• **Tujuan a**
Sebutkan semua pihak yang disebutkan dalam artikel di bawah ini sebagai peserta pertemuan yang diadakan oleh BP Tangguh.

• **Teks yang Diekstrak**
= = = = = = =

Senator Filep Minta Perhatikan Hak Masyarakat Adat 7 Suku di Bintuni
BP Tangguh mengadakan pertemuan dengan Pemerintah Provinsi Papua Barat, pemerintah Kabupaten Teluk Bintuni, masyarakat adat, LSM dan Lembaga Hukum
Editor: Content Writer
TRIBUNNEWS.COM - BP Tangguh mengadakan pertemuan dengan Pemerintah Provinsi Papua Barat, pemerintah Kabupaten Teluk Bintuni, masyarakat adat, LSM dan Lembaga Hukum, Selasa (23/2/2021).
Pertemuan tersebut membahas tentang Adendum Amdal Rencana Pengelolaan Lingkungan Hidup, Rencana Pemantauan Lingkungan Hidup (RPL/RKL) BP Tangguh yang sudah dieksplorasi sejak 2014.
Adapun adendum perubahan Amdal tersebut merupakan pembahasan lanjutan guna melihat kembali dampak lingkungan dan dampak sosial terhadap warga di sekitar lokasi.
Terkait hal tersebut, Anggota DPD RI dapil Papua Barat memberikan tanggapan. Filep meminta agar adendum tersebut benar-benar memperhatikan eksistensi kehidupan masyarakat adat 7 (tujuh) suku di teluk Bintuni sekaligus hak-haknya.
Tak hanya itu, Filep mengingatkan agar investor maupun pemerintah terkait tak mempermainkan kesepakatan amdal. Hal itu menurutnya karena banyaknya kasus kerusakan lingkungan yang terjadi meski izin amdal telah dikeluarkan.
Penulis buku “Pengaturan Kebijakan Investasi Dalam Rangka Perlindungan Terhadap Hak-Hak Masyarakat Adat di Provinsi Papua Barat” ini juga meminta agar perhatian Pemerintah pusat dan daerah sebagai penanggungjawab implementasi UU, senantiasa memastikan investasi di Papua telah sesuai peraturan.
Oleh sebab itu menurutnya, jika temuan pelanggaran telah nyata maka wajib diproses hukum sehingga dapat menimbulkan efek jera.

= = = = = = =

• **Tujuan b**
Tukarlah "fill-rule evenodd" dengan "fill-rule nonzero" dalam baris data, mulai dari awal baris data hingga dan termasuk baris yang memuat "M 176 129 L". Tuliskan kembali bagian tersebut dengan isi lainnya tetap sama dan tanpa menyertakan gambar.

• **Data yang Disediakan**
= = = = = = =

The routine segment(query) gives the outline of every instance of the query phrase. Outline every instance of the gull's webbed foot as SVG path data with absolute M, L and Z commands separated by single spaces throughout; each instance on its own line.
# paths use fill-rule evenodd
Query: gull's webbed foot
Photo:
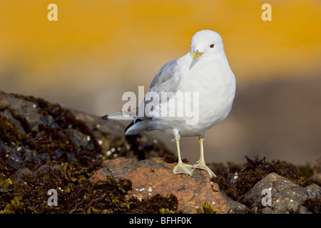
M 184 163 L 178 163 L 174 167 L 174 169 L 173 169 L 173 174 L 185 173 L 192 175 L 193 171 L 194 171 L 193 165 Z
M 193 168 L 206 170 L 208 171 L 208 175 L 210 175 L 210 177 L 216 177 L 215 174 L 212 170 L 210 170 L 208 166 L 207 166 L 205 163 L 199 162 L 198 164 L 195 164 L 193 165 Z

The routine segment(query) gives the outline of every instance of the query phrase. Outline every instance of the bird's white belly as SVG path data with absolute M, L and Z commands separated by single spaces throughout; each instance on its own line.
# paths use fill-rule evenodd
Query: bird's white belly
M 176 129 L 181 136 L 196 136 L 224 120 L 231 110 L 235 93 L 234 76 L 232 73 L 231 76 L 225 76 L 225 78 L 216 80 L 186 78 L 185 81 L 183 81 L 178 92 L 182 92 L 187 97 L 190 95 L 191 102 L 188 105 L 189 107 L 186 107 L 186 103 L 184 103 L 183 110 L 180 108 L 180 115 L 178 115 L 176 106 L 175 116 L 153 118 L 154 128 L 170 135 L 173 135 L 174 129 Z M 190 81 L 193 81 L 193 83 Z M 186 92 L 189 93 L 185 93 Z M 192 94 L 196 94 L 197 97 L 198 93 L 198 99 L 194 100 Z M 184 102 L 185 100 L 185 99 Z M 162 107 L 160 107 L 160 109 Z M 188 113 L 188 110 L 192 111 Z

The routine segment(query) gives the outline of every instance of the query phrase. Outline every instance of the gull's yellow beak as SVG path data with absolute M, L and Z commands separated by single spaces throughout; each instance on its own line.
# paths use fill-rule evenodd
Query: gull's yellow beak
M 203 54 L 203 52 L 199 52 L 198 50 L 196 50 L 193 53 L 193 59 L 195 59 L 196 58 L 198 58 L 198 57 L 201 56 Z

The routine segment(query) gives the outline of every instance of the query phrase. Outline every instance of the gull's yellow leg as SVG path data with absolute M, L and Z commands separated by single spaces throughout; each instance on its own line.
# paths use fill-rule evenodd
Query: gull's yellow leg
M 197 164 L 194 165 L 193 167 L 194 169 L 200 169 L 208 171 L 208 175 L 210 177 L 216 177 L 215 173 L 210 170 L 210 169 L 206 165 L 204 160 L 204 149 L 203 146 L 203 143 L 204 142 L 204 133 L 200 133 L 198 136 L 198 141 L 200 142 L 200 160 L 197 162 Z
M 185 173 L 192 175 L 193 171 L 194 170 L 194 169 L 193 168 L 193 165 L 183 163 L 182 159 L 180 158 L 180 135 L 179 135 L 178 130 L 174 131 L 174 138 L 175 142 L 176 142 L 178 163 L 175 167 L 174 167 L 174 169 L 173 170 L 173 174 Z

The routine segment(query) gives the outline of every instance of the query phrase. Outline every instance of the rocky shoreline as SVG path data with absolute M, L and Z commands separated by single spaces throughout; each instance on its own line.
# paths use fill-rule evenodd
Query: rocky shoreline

= = = = = = =

• **Hasil Tugas a**
- Pemerintah Provinsi Papua Barat
- pemerintah Kabupaten Teluk Bintuni
- masyarakat adat
- LSM
- Lembaga Hukum

• **Hasil Tugas b**
The routine segment(query) gives the outline of every instance of the query phrase. Outline every instance of the gull's webbed foot as SVG path data with absolute M, L and Z commands separated by single spaces throughout; each instance on its own line.
# paths use fill-rule nonzero
Query: gull's webbed foot
Photo:
M 184 163 L 178 163 L 174 167 L 174 169 L 173 169 L 173 174 L 185 173 L 192 175 L 193 171 L 194 171 L 193 165 Z
M 193 168 L 206 170 L 208 171 L 208 175 L 210 175 L 210 177 L 216 177 L 215 174 L 212 170 L 210 170 L 208 166 L 207 166 L 205 163 L 199 162 L 198 164 L 195 164 L 193 165 Z

The routine segment(query) gives the outline of every instance of the query phrase. Outline every instance of the bird's white belly as SVG path data with absolute M, L and Z commands separated by single spaces throughout; each instance on its own line.
# paths use fill-rule nonzero
Query: bird's white belly
M 176 129 L 181 136 L 196 136 L 224 120 L 231 110 L 235 93 L 234 76 L 232 73 L 231 76 L 225 76 L 225 78 L 216 80 L 186 78 L 185 81 L 183 81 L 178 92 L 182 92 L 187 97 L 190 95 L 191 102 L 188 105 L 189 107 L 186 107 L 186 103 L 184 103 L 183 110 L 180 108 L 180 115 L 178 115 L 176 106 L 175 116 L 153 118 L 154 128 L 170 135 L 173 135 L 174 129 Z M 190 81 L 193 81 L 193 83 Z M 186 92 L 189 93 L 185 93 Z M 192 94 L 196 94 L 197 97 L 198 93 L 198 99 L 194 100 Z M 184 102 L 185 100 L 185 99 Z M 162 107 L 160 107 L 160 109 Z M 188 113 L 188 110 L 192 111 Z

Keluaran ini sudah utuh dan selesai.